:: PROVIDED DATA ::
## begin
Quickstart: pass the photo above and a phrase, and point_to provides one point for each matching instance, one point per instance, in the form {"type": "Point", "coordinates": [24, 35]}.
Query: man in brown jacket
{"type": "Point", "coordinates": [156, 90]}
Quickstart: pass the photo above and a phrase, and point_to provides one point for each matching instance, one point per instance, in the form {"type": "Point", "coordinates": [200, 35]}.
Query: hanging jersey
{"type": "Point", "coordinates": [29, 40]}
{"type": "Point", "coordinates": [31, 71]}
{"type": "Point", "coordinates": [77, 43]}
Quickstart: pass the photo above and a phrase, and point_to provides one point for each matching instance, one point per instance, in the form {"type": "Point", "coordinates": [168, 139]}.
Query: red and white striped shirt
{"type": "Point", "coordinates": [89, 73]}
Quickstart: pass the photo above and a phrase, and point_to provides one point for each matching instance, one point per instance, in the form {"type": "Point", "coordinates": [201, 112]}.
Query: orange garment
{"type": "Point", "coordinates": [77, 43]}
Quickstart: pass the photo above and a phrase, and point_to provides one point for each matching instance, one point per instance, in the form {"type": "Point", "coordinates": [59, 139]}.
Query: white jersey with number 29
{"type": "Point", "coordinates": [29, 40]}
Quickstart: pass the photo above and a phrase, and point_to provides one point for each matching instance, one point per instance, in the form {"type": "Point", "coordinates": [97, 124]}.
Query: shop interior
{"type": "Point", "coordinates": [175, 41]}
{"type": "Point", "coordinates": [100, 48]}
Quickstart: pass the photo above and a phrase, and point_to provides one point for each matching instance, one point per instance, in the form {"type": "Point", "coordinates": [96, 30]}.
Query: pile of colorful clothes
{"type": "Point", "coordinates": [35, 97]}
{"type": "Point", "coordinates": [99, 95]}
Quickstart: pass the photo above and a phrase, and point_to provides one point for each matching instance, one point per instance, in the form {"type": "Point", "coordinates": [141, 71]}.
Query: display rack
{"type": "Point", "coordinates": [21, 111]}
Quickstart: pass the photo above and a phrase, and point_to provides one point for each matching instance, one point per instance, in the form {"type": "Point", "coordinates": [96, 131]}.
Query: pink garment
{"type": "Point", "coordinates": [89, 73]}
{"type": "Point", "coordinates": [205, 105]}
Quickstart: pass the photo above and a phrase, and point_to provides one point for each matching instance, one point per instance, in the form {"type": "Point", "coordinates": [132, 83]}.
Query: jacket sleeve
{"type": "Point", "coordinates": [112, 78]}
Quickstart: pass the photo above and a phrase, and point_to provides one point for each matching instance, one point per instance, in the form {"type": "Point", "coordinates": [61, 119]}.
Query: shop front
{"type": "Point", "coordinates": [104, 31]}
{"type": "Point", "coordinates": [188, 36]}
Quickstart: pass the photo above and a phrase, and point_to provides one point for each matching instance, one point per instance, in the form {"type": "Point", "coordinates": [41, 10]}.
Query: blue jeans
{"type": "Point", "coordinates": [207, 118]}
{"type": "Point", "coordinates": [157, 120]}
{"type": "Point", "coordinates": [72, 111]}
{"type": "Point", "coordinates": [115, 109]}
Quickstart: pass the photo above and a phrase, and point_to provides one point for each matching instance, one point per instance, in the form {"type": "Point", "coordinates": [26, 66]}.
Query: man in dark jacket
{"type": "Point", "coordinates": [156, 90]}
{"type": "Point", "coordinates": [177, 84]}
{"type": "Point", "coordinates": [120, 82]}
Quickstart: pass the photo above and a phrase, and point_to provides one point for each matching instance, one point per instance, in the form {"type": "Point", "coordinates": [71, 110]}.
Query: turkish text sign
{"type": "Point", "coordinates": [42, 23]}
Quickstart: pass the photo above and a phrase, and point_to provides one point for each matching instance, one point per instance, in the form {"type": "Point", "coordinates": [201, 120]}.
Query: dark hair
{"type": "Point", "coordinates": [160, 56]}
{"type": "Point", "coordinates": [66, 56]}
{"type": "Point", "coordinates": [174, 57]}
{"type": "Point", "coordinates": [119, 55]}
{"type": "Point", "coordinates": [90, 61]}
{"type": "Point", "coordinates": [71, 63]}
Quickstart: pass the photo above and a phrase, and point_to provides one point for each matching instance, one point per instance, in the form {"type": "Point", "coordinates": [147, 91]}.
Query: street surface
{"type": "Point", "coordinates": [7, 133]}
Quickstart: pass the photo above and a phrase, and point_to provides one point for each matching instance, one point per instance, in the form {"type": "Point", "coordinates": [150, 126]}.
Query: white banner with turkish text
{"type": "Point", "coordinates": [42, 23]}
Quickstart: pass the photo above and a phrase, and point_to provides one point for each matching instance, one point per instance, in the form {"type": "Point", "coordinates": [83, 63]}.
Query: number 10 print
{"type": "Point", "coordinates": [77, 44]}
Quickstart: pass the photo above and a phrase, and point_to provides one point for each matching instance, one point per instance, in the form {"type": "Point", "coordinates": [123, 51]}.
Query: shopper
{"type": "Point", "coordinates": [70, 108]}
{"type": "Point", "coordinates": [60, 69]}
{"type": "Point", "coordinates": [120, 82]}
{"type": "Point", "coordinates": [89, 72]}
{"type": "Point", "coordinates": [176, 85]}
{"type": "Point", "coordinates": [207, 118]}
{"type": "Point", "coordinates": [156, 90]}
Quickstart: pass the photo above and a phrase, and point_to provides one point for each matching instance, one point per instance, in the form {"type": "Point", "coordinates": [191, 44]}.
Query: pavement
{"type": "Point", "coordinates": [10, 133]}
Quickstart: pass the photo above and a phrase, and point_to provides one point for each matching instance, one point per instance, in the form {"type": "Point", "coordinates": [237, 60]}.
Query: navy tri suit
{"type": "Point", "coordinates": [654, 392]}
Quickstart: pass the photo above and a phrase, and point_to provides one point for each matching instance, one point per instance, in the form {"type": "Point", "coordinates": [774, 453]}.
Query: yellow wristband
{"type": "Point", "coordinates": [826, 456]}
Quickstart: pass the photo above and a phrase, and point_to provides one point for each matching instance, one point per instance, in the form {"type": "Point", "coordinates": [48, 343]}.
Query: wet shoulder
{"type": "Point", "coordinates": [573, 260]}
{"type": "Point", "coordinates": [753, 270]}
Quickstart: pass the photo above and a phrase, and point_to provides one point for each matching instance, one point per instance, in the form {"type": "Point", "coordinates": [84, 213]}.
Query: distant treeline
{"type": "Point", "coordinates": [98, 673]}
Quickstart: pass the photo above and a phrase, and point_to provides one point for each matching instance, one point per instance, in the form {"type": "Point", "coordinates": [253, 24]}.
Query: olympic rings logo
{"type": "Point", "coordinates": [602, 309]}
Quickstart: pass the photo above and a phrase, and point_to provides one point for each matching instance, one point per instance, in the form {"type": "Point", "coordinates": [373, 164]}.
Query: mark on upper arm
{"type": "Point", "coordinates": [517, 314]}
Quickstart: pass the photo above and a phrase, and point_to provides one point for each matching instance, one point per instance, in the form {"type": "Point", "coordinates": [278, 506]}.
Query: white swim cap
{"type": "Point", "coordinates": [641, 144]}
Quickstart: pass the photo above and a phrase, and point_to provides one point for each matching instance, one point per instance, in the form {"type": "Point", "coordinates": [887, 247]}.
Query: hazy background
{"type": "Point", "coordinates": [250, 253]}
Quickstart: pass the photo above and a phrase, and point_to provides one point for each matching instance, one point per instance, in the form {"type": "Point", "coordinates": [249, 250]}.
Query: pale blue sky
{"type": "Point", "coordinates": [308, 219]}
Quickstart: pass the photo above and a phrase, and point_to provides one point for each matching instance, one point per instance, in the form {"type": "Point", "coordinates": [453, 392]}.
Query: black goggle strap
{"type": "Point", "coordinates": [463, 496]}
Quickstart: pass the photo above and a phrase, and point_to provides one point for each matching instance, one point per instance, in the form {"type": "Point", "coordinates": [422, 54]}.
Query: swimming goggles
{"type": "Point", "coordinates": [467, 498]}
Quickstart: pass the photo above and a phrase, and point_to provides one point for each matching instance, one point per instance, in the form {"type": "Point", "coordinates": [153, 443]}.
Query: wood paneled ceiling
## end
:: THE TASK ::
Extract every line of the records above that contains the string "text", matching case exactly.

:: EXERCISE ANSWER ::
Query: turkish text sign
Query: white banner with turkish text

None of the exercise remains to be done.